======== Dataset entries

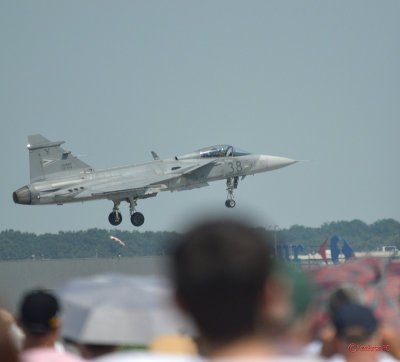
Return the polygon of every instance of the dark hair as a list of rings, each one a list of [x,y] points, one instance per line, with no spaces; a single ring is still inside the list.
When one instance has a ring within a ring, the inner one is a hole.
[[[233,221],[192,228],[173,254],[179,298],[202,335],[220,343],[254,332],[271,268],[266,233]]]
[[[83,357],[85,357],[87,359],[100,357],[100,356],[103,356],[105,354],[114,352],[115,349],[117,348],[114,345],[107,345],[107,344],[83,344],[82,346],[90,354],[89,356],[83,356]]]
[[[50,292],[37,289],[24,295],[20,305],[20,321],[26,332],[44,335],[58,325],[60,307]]]
[[[357,284],[342,283],[329,296],[328,314],[332,318],[336,309],[348,303],[363,304],[364,293]]]

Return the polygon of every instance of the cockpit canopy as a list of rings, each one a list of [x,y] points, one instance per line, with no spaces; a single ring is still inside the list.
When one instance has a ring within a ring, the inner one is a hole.
[[[178,157],[178,159],[181,160],[187,158],[238,157],[249,154],[250,152],[243,151],[230,145],[216,145],[201,148],[200,150],[180,156]]]

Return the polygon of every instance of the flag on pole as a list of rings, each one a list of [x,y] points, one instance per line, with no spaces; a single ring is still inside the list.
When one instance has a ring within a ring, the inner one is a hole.
[[[345,238],[342,238],[342,240],[343,240],[342,253],[344,254],[344,257],[346,258],[346,260],[349,260],[349,259],[355,257],[354,250],[350,246],[350,244],[347,242],[347,240]]]
[[[325,264],[328,264],[328,259],[326,258],[326,246],[328,245],[328,239],[324,241],[321,247],[318,250],[318,254],[321,255],[321,258],[324,259]]]
[[[332,262],[334,264],[339,262],[339,254],[340,254],[340,249],[338,246],[338,242],[340,241],[339,237],[337,235],[335,235],[332,239],[331,239],[331,258],[332,258]]]

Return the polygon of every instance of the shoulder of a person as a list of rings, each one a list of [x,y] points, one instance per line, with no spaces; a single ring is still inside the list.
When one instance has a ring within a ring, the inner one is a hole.
[[[22,362],[35,361],[82,362],[82,358],[68,352],[59,352],[54,348],[31,348],[21,352]]]
[[[325,361],[319,356],[285,356],[274,355],[266,357],[233,357],[224,359],[212,359],[210,362],[319,362]]]
[[[187,362],[204,362],[205,359],[189,354],[175,354],[175,353],[155,353],[146,351],[117,351],[105,356],[96,358],[93,362],[172,362],[172,361],[187,361]]]
[[[387,352],[381,352],[378,357],[379,362],[394,362],[398,361],[398,359],[394,358],[391,354]]]

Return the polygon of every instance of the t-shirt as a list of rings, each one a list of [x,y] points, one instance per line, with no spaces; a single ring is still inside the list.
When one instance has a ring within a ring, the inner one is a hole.
[[[82,362],[82,358],[54,348],[29,348],[21,352],[21,362]]]
[[[196,355],[155,353],[137,351],[118,351],[94,359],[93,362],[317,362],[322,361],[312,356],[270,356],[257,358],[217,358],[207,359]]]

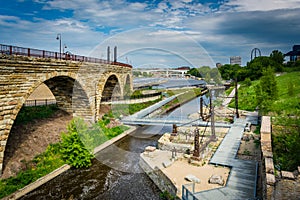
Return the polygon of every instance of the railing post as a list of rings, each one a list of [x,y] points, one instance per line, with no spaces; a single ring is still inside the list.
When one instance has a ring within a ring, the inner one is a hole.
[[[30,48],[27,49],[27,56],[30,57]]]
[[[47,99],[45,100],[46,106],[47,106]]]
[[[34,100],[34,106],[36,106],[36,99]]]
[[[43,58],[45,58],[45,50],[43,50]]]
[[[9,55],[12,55],[12,46],[9,46]]]

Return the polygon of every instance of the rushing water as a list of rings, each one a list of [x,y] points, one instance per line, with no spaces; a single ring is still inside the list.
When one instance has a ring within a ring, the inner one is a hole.
[[[139,127],[96,155],[88,169],[71,169],[22,199],[160,199],[161,191],[142,172],[139,153],[156,146],[170,127]],[[105,163],[105,164],[103,164]]]

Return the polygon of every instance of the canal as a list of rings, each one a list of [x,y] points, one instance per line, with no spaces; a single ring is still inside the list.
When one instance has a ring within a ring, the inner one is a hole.
[[[183,116],[199,110],[199,97],[165,117]],[[171,126],[143,126],[96,154],[87,169],[71,169],[21,199],[159,200],[161,191],[139,167],[139,154],[156,146]]]

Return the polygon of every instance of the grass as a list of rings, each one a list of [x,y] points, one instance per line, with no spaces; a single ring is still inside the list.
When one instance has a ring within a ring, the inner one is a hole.
[[[17,176],[1,179],[0,198],[25,187],[65,164],[61,159],[59,150],[59,144],[50,144],[44,153],[36,156],[32,161],[24,161],[26,169],[19,172]]]
[[[273,103],[271,112],[277,114],[290,114],[295,109],[300,109],[300,72],[286,73],[276,77],[278,87],[278,99]],[[251,86],[241,83],[238,90],[239,109],[254,111],[257,107],[255,86],[259,81],[252,81]],[[293,94],[289,93],[289,84],[293,85]],[[234,108],[234,100],[229,107]]]
[[[278,99],[270,107],[272,117],[272,147],[274,163],[281,170],[293,171],[300,163],[300,72],[284,73],[276,77]],[[257,107],[254,87],[241,83],[239,109],[253,111]],[[230,103],[234,107],[234,100]],[[255,130],[259,133],[259,127]],[[257,145],[258,142],[257,142]]]
[[[175,90],[175,93],[172,93],[173,91],[169,91],[168,93],[170,94],[170,96],[175,95],[175,94],[179,94],[179,93],[183,93],[180,94],[177,98],[173,99],[172,101],[166,103],[165,105],[163,105],[161,107],[162,111],[168,110],[178,104],[184,104],[187,101],[190,101],[192,99],[194,99],[195,97],[199,96],[201,94],[201,88],[194,88],[194,89],[190,89],[190,90],[180,90],[181,92]]]
[[[47,106],[23,106],[15,120],[16,124],[24,124],[35,119],[43,119],[51,117],[58,110],[57,105]]]

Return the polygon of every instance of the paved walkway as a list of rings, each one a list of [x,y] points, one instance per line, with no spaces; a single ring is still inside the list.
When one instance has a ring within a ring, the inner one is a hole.
[[[256,196],[257,163],[236,158],[247,120],[236,119],[210,164],[231,168],[226,186],[194,193],[196,199],[254,199]],[[193,199],[190,195],[188,198]]]
[[[240,85],[237,86],[237,88],[239,89]],[[222,106],[227,106],[231,100],[234,98],[235,95],[235,88],[233,88],[233,90],[230,92],[230,94],[225,98],[225,100],[222,103]]]

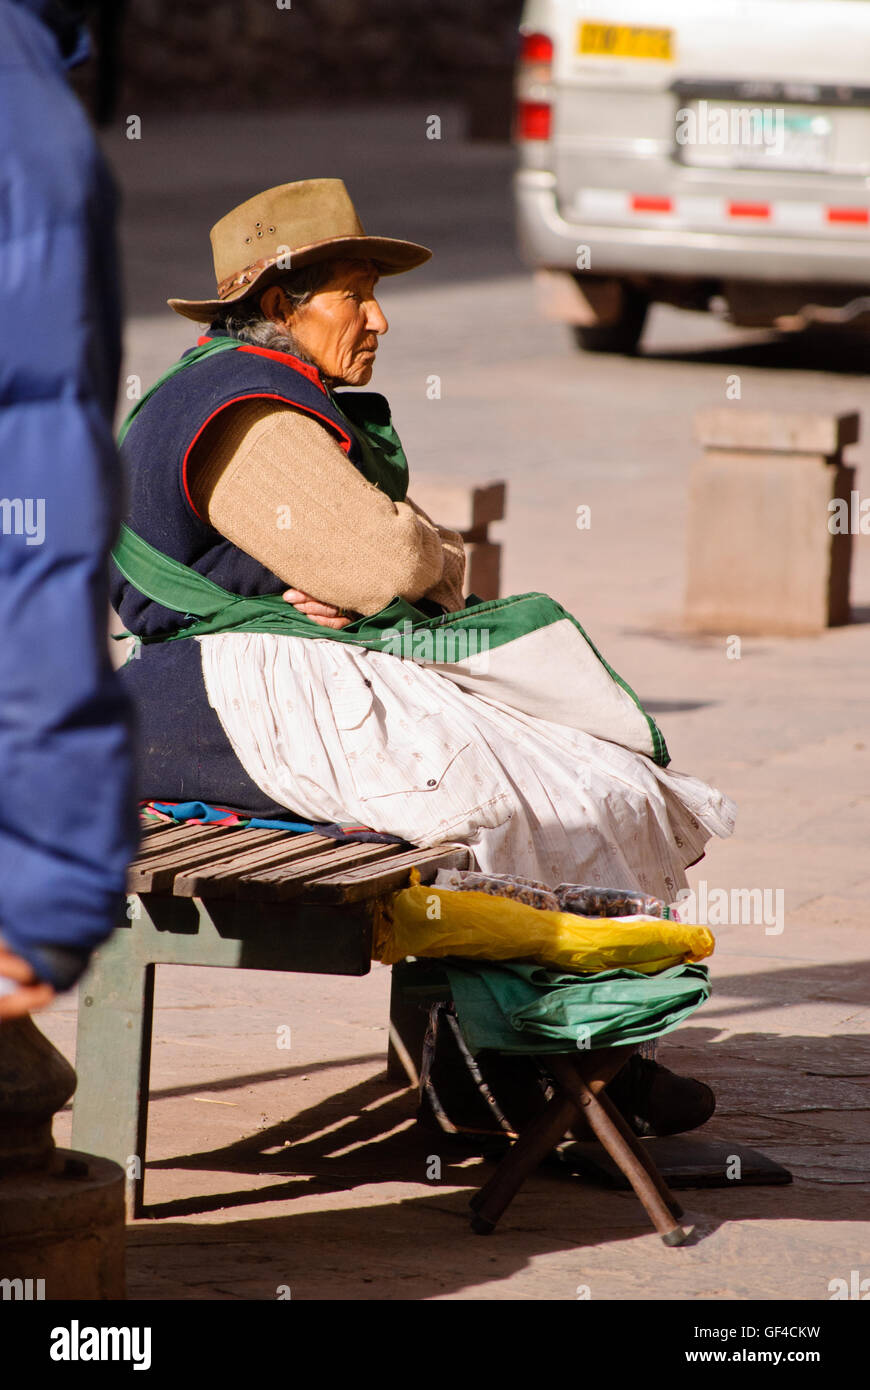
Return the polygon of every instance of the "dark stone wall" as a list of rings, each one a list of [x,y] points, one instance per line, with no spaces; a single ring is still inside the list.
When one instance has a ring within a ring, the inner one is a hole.
[[[94,29],[116,109],[509,102],[522,0],[279,3],[105,0]],[[77,82],[92,108],[97,83],[94,69]]]

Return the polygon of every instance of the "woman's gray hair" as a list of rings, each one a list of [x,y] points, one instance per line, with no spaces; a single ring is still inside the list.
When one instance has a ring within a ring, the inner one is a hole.
[[[279,276],[277,284],[290,301],[295,311],[307,304],[335,273],[332,261],[320,261],[317,265],[303,266],[301,270],[288,270]],[[264,291],[265,293],[265,291]],[[317,366],[305,350],[296,342],[286,324],[275,323],[267,318],[260,308],[260,296],[253,294],[235,304],[228,304],[215,314],[211,327],[220,328],[232,338],[239,338],[253,347],[270,348],[273,352],[289,352],[303,362]]]

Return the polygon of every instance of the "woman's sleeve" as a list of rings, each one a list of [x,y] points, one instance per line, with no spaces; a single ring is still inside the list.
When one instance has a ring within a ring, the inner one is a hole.
[[[437,584],[426,591],[423,597],[431,599],[433,603],[440,603],[441,607],[446,608],[448,613],[456,613],[460,608],[465,607],[465,598],[463,597],[465,542],[458,531],[451,531],[446,526],[439,526],[410,497],[408,498],[408,506],[437,532],[441,541],[441,549],[444,552],[444,569],[441,578]]]
[[[437,530],[290,406],[222,411],[196,445],[188,486],[203,520],[323,603],[377,613],[395,597],[422,598],[443,575]]]

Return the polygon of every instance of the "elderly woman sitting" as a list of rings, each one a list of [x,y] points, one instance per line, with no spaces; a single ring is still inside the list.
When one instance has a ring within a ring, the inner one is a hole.
[[[283,594],[305,618],[300,635],[154,641],[190,630],[186,599],[169,607],[115,571],[115,605],[145,639],[124,673],[141,795],[459,840],[485,870],[673,900],[710,834],[730,833],[732,808],[666,769],[653,721],[564,610],[548,631],[594,653],[588,681],[572,684],[570,662],[548,670],[540,641],[505,686],[343,631],[396,600],[418,617],[465,606],[461,538],[407,497],[383,397],[335,393],[372,375],[387,330],[379,276],[430,253],[366,236],[334,179],[251,199],[212,244],[217,299],[169,301],[211,327],[128,423],[130,526],[230,594]],[[620,699],[651,743],[612,732]]]
[[[500,640],[505,614],[539,615],[513,654],[510,641],[493,653],[501,682],[452,659],[397,658],[366,634],[384,610],[425,627],[465,609],[461,538],[407,496],[387,403],[335,393],[371,378],[387,330],[379,276],[430,253],[366,236],[335,179],[251,199],[212,245],[217,298],[169,301],[208,332],[124,439],[130,530],[148,543],[138,569],[122,545],[113,573],[115,606],[144,643],[123,672],[140,795],[460,841],[485,870],[673,900],[710,835],[730,833],[732,808],[667,769],[655,724],[570,614],[544,595],[481,610],[473,621],[501,623]],[[203,587],[273,596],[287,619],[283,595],[304,616],[290,632],[233,620],[202,635]],[[647,1091],[662,1075],[646,1075]],[[681,1084],[688,1111],[672,1127],[687,1128],[712,1096]]]

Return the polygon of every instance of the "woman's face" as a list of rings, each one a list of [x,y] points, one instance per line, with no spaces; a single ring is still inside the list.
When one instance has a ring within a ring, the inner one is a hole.
[[[263,295],[269,318],[286,323],[327,382],[365,386],[378,337],[389,325],[375,299],[378,273],[371,261],[336,261],[334,274],[301,309],[292,310],[279,286]]]

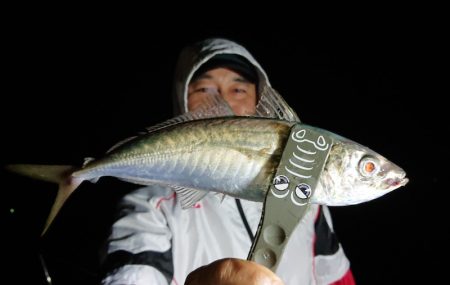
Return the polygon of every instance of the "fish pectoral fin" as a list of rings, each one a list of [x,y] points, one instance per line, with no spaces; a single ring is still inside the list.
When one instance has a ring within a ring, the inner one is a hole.
[[[171,186],[180,196],[181,208],[187,209],[194,207],[195,203],[203,199],[208,192],[197,189],[185,188],[180,186]]]

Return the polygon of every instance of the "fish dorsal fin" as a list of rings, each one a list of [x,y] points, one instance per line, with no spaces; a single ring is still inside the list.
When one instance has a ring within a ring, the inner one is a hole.
[[[85,167],[88,163],[90,163],[91,161],[94,161],[94,160],[95,160],[95,158],[93,158],[93,157],[85,157],[81,168]]]
[[[121,146],[121,145],[123,145],[123,144],[125,144],[125,143],[127,143],[127,142],[129,142],[129,141],[131,141],[132,139],[134,139],[134,138],[136,138],[136,137],[137,137],[137,136],[132,136],[132,137],[126,138],[126,139],[124,139],[124,140],[121,140],[120,142],[118,142],[118,143],[116,143],[115,145],[113,145],[112,147],[110,147],[110,148],[106,151],[106,153],[110,153],[111,151],[115,150],[115,149],[118,148],[119,146]]]
[[[162,123],[156,124],[154,126],[148,127],[145,129],[144,132],[139,132],[138,135],[144,135],[146,133],[154,132],[156,130],[176,125],[182,122],[187,121],[193,121],[198,119],[206,119],[206,118],[212,118],[212,117],[226,117],[226,116],[233,116],[233,110],[231,109],[230,105],[219,95],[219,93],[214,92],[212,94],[208,94],[203,99],[203,104],[201,108],[192,111],[187,112],[182,115],[179,115],[177,117],[171,118],[167,121],[164,121]],[[137,136],[132,136],[129,138],[126,138],[115,145],[113,145],[111,148],[108,149],[106,153],[110,153],[111,151],[115,150],[116,148],[120,147],[121,145],[135,139]],[[87,161],[89,162],[89,161]],[[83,165],[85,165],[87,163]]]
[[[284,101],[283,97],[272,87],[265,86],[256,105],[256,115],[277,118],[289,122],[300,122],[297,113]]]
[[[187,121],[234,115],[230,105],[228,105],[228,103],[217,92],[207,94],[202,100],[203,107],[148,127],[147,132],[153,132],[167,126],[176,125]]]
[[[197,189],[185,188],[180,186],[171,186],[180,196],[181,208],[187,209],[194,207],[195,203],[203,199],[208,192]]]

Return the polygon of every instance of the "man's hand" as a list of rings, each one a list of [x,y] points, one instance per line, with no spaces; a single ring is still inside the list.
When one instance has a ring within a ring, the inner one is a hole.
[[[283,285],[284,283],[272,271],[253,261],[224,258],[192,271],[184,284]]]

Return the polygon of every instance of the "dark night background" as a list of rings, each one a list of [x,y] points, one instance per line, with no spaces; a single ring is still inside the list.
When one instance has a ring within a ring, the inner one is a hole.
[[[438,97],[448,92],[432,89],[443,77],[432,67],[440,58],[432,36],[402,27],[308,37],[292,27],[208,25],[163,33],[57,26],[30,24],[5,35],[2,164],[79,164],[170,118],[181,48],[227,37],[259,60],[303,122],[366,145],[406,170],[406,187],[331,208],[357,283],[432,284],[444,275],[438,259],[448,258],[443,166],[449,150]],[[83,185],[40,239],[56,187],[2,177],[2,270],[11,278],[5,284],[45,284],[39,254],[54,284],[94,284],[115,203],[135,186],[111,178]]]

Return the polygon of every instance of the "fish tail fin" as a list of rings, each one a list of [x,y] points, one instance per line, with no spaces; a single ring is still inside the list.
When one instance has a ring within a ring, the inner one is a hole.
[[[5,169],[33,179],[60,184],[78,167],[72,165],[9,164]]]
[[[63,180],[61,181],[61,183],[59,183],[55,202],[53,203],[50,214],[47,217],[47,221],[45,222],[44,230],[42,231],[41,236],[43,236],[47,232],[48,228],[52,224],[56,215],[59,213],[59,210],[61,210],[67,198],[69,198],[73,191],[75,191],[78,186],[80,186],[81,182],[83,182],[83,180],[69,177],[67,180]]]
[[[46,233],[70,194],[83,182],[82,179],[71,176],[73,171],[78,169],[71,165],[10,164],[5,166],[5,169],[33,179],[58,184],[58,193],[41,236]]]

================

_Exercise aim_
Answer with a number alone: how many lines of the listing above include the string "dark"?

_Solution to this task_
3